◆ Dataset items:
▶
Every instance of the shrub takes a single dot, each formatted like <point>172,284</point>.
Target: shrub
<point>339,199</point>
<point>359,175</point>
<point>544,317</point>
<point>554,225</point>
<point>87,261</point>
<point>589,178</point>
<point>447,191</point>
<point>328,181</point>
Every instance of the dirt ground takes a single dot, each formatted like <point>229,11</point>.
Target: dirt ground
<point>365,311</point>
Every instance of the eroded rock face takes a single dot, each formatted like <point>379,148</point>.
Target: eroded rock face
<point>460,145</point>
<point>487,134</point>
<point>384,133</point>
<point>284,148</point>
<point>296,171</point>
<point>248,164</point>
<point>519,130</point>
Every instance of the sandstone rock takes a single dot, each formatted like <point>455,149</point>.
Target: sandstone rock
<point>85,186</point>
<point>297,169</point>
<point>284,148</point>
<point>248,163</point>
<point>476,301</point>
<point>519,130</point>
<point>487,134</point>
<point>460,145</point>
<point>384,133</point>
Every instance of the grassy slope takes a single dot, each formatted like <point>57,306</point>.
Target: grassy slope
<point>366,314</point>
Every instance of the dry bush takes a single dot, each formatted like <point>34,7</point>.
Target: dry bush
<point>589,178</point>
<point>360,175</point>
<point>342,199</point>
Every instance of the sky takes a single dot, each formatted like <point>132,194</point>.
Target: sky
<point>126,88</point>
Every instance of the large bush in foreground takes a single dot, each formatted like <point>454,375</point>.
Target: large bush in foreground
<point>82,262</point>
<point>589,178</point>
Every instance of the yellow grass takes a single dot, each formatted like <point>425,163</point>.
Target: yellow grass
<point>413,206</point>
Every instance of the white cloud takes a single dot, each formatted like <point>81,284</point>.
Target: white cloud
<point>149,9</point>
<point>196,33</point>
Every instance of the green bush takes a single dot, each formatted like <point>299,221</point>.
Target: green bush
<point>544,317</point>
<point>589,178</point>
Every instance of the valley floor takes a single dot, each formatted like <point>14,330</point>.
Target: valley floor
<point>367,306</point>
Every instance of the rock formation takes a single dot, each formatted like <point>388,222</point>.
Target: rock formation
◀
◆ Set exercise: Please rewrite every line starting at the first line above and ending at the line containing "<point>328,181</point>", both included, adding 38 to each number in the answer coordinates only.

◆ Correct output:
Every instance of the shrub takes a single dot, each formatted like <point>172,284</point>.
Target: shrub
<point>377,237</point>
<point>397,213</point>
<point>582,355</point>
<point>592,263</point>
<point>125,299</point>
<point>627,216</point>
<point>485,229</point>
<point>366,219</point>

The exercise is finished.